──────── Dati forniti ────────

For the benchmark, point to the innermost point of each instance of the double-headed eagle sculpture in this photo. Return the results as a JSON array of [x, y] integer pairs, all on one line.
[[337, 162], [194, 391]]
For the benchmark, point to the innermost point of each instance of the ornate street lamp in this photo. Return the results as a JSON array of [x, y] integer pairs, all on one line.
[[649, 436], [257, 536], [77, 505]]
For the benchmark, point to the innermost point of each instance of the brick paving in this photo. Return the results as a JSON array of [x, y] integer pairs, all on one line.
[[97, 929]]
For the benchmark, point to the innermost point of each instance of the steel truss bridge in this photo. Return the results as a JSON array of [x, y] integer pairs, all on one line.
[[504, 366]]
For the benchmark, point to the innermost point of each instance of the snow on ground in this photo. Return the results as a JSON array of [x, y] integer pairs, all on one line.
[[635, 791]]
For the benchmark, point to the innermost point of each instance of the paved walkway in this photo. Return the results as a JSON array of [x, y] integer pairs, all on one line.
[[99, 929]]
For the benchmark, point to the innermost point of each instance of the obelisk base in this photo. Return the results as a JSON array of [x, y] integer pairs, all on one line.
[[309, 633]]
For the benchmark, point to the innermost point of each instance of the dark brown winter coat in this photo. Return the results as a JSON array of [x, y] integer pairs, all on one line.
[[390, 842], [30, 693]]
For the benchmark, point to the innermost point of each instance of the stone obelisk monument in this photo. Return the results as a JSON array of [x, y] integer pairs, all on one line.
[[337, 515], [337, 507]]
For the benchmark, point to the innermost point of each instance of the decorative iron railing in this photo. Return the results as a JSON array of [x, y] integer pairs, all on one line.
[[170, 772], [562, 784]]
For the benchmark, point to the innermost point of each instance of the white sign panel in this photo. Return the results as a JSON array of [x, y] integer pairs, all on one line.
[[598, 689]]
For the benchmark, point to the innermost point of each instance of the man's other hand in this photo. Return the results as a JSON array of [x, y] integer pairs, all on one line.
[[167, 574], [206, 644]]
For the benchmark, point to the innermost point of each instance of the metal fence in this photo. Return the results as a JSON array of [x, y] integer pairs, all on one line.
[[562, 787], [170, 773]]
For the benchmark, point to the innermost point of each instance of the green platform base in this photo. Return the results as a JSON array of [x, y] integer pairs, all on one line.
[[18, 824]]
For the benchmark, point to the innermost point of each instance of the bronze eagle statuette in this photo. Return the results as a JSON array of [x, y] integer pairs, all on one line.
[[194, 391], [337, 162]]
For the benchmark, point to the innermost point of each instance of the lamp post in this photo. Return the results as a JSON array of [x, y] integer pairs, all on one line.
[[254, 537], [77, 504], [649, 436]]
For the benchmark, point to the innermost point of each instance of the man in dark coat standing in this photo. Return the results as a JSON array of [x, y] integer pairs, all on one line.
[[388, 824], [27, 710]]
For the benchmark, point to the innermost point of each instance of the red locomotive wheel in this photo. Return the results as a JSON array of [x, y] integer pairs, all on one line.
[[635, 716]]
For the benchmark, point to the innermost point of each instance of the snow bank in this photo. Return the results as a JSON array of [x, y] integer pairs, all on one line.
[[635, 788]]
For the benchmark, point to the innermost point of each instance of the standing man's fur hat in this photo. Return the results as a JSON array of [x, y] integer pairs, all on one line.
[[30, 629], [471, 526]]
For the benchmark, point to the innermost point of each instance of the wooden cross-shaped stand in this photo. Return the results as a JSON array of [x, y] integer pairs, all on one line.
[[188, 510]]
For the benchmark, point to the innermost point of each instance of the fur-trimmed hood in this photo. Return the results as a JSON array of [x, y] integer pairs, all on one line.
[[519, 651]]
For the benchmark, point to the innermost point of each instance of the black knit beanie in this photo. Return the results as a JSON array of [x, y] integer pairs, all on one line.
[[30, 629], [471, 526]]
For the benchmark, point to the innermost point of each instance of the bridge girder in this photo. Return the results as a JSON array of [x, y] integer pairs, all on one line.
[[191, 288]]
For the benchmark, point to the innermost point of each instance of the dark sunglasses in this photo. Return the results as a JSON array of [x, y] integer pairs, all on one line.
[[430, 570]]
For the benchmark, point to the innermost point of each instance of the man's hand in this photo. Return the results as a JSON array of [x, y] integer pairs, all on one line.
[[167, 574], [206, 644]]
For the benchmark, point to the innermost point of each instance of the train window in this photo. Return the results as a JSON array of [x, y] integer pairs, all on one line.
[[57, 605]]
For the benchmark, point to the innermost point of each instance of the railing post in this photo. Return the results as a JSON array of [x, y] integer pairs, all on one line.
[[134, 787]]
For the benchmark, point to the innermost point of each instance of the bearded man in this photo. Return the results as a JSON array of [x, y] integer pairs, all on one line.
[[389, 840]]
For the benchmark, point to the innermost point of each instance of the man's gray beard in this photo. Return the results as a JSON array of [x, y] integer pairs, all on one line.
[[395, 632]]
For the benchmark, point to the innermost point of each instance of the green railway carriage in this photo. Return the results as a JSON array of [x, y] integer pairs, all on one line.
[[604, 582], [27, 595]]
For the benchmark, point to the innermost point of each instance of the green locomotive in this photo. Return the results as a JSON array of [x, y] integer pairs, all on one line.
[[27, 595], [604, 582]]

────────

- [Istruzioni dell'esercizio] Trascriva nuovamente tutti i dati riportati sopra, sostituendo ogni occorrenza di "innermost point" con "central point" e lasciando invariato tutto il resto.

- [Risposta all'esercizio]
For the benchmark, point to the central point of each instance of the double-headed eagle sculpture in this photo. Return the results as a JSON array of [x, y] integer pairs, all on one line.
[[337, 162], [194, 391]]
For the benchmark, point to the central point of each instance of the ornate street lamp in this photo. Return the results as a JSON array of [x, y] integer pairs, all on one line.
[[649, 436], [257, 536], [77, 505]]
For the benchmark, point to the central point of each instance of the brick paving in this photo. Return the results as a JSON array of [x, y] integer pairs, all on one line.
[[97, 929]]
For the benchmark, point to the central point of each instance of the steel truss bridge in this photo. Return the results as a JSON array of [x, y] integer pairs, all on one line.
[[504, 366]]
For the benchmark, point to the central point of each instance of the snow on ground in this photo. Return the results as a JSON array of [x, y] integer pairs, all on one line.
[[635, 791]]
For the benchmark, point to the central point of each instance of the paved walkway in this photo. Return the results as a JSON array of [x, y] integer pairs, all on one line.
[[99, 929]]
For the benchmark, point to the central point of each instance of the obelisk base in this photo. Return the results as a JSON array of [x, y] integer pairs, all on one line.
[[309, 633]]
For the benchmark, point to the central point of each instance of the dark brown winter coat in this photo. Return the results as a JSON array of [x, y] integer pairs, all on one line.
[[390, 842], [30, 693]]
For the benchmark, point to the central point of each instance of the stone obelisk monument in this photo. Return the results as a JSON array of [x, y] integer pairs, all on one line.
[[337, 515], [337, 507]]
For the benchmark, point to the central point of each instance of the decorative iron railing in this photo. Return the results as a JSON array of [x, y] integer pairs, all on one line.
[[170, 772], [562, 784]]
For the benchmark, point to the central point of each instance of the white sign panel in this photo. Return the results as a JSON array of [x, y] integer pairs, all on one line.
[[598, 689]]
For the benchmark, point to the central point of each instance of the man's other hand in this photo. Return the results as a JSON array of [x, y] integer pairs, all on one line.
[[167, 574], [206, 644]]
For the benchmark, point to the central point of each instance of the metal fence in this photo. Return the results as a JSON array of [x, y] integer pairs, all on one line.
[[562, 787], [170, 773]]
For the benchmark, point to the central point of each instance of the green platform base in this photo. Return the results as a JSON array of [x, y] integer pairs, all on one line.
[[18, 824]]
For the benchmark, point to the central point of each instance of the bronze eagle statuette in this photo. Return the results as a JSON array of [x, y] integer pairs, all on one line.
[[194, 391], [337, 162]]
For the benchmark, point to the central point of each instance of the lamp post in this photo. Return the results as a JSON array of [x, y] integer pairs, all on one line.
[[254, 537], [77, 504], [649, 436]]
For the benchmark, point to the central point of each instance of the man in dark coat standing in this photo. Return the results as a JSON array of [x, y] integer pairs, all on one line.
[[388, 824], [27, 710]]
For the benchmark, point to the central point of each instance of the red locomotive wheel in this photo. Return the results as a JSON array of [x, y] integer pairs, all on one line.
[[635, 716]]
For the benchmark, point to the central point of each instance of the snow bank in this photo. Return the results as a JSON array of [x, y] integer pairs, all on one line.
[[635, 788]]
For the benchmark, point to the central point of each instance of the standing man's fur hat in this photo. Return the results as a JSON array of [x, y] integer pairs, all on one line.
[[30, 629], [471, 526]]
For the benchmark, point to the central point of each instance of the wooden cross-shaped stand in this photo. Return the results as a JSON array of [x, y] integer pairs, all on one line.
[[188, 510]]
For the benchmark, point to the central point of each instance of the fur-trimmed hood in this photo. Return the results as a JSON array of [x, y] integer pairs, all on one line.
[[519, 651]]
For the benchmark, point to the central point of each instance of the black knit beanie in this photo. Return the results as a JSON array of [x, y] integer pairs, all on one line.
[[30, 629], [471, 526]]
For the benchmark, point to the central point of each instance of the bridge girder in this photo. Return the results as a JSON array of [x, y] integer pairs, all on one line.
[[191, 288]]
For the benchmark, point to the central point of each instance of the dark sunglasses in this photo. Return the results as a JSON array of [x, y] integer pairs, all on one line.
[[430, 570]]
For the benchmark, point to the central point of each instance of the man's hand in this photo. Return the results as a JSON array of [x, y] integer pairs, all on one line.
[[167, 574], [206, 644]]
For the benchmark, point to the central point of each instance of the train window in this photo. Return the results as a JSON array of [x, y] integer pairs, all on one line.
[[57, 605]]
For the benchmark, point to the central point of each instance of the railing post in this photo. Return the results as a JSON array of [x, y] integer pairs, all on one line.
[[134, 787]]
For the benchmark, point to the central point of each instance of the bearded man in this photo. Return the results as a JSON array of [x, y] integer pairs, all on one line.
[[389, 840]]
For the benchmark, point to the central point of each instance of the man's gray beard in this photo. Return the results as a JSON array of [x, y] integer pairs, all on one line.
[[395, 632]]
For the benchmark, point to the central point of each instance of the green railway carriage in this photo. Return the results as a JSON array of [x, y] integer pairs, all on one line.
[[604, 582], [27, 595]]
For the benchmark, point to the central point of each instance of the green locomotive in this photo. Return the results as a JSON array of [x, y] integer pairs, all on one line.
[[27, 595], [604, 582]]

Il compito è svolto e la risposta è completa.